§ 引用文:
⟨
中華街ランチ探偵団「酔華」

中華料理店の密集する横浜中華街。最近はなかなかランチに行けないのだが、少しずつ更新していきます。

ふたつの公園

2015年07月31日 | レトロ探偵団

 もう10年以上ずっと気になっている2つの公園がある。

 横浜公園と山手公園だ。

 どちらにも碑が建っているので、まずはそれらをご紹介しておこう。
 上の写真は横浜公園にある記念碑で、そこにはこんなことが書かれている。
⟩
§ 取り組む課題:
**a.** 引用文のうち、「中華料理店の密集する横浜中華」を含む語句で始まり「上の写真は横浜公園にある記念碑で、そこにはこんなことが書かれている。」で終わる部分を、一字も変えずに繰り返しなさい。
**b.** 引用文によると、筆者が10年以上ずっと気になっている2つの公園はどこか。
引用文だけを手がかりにすること。

ラベル付きボックスの一覧
⟨
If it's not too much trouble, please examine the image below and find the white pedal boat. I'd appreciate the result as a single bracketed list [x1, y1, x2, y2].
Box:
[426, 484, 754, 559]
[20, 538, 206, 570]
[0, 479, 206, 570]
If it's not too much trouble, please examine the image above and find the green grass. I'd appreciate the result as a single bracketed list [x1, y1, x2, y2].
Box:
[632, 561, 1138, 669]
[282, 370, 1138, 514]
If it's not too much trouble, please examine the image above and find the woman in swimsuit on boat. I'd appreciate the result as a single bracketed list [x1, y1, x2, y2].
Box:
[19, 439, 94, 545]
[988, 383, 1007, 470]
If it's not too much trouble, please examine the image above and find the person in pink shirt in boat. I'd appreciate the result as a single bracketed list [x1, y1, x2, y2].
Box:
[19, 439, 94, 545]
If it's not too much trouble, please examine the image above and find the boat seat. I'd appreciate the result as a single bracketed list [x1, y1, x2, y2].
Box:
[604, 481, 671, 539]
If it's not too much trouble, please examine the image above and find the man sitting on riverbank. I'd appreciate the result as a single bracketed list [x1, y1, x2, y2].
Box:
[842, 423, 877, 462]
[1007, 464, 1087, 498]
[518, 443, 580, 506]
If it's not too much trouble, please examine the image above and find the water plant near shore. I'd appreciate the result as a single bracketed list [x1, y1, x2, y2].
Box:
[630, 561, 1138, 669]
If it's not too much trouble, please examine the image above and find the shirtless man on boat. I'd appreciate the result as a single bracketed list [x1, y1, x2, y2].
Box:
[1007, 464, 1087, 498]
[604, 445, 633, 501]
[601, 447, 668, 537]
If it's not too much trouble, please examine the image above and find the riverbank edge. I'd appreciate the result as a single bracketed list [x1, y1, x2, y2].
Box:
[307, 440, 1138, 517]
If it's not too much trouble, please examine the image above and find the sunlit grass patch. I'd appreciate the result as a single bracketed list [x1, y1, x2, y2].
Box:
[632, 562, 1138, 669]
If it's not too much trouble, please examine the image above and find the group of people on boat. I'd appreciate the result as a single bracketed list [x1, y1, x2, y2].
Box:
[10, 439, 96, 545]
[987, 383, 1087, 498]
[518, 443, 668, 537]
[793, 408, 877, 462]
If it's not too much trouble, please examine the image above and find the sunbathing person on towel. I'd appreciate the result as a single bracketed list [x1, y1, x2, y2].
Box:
⟩
§ 解答:
**a.**
中華料理店の密集する横浜中華街。最近はなかなかランチに行けないのだが、少しずつ更新していきます。

ふたつの公園

2015年07月31日 | レトロ探偵団

 もう10年以上ずっと気になっている2つの公園がある。

 横浜公園と山手公園だ。

 どちらにも碑が建っているので、まずはそれらをご紹介しておこう。
 上の写真は横浜公園にある記念碑で、そこにはこんなことが書かれている。

**b.** 横浜公園と山手公園。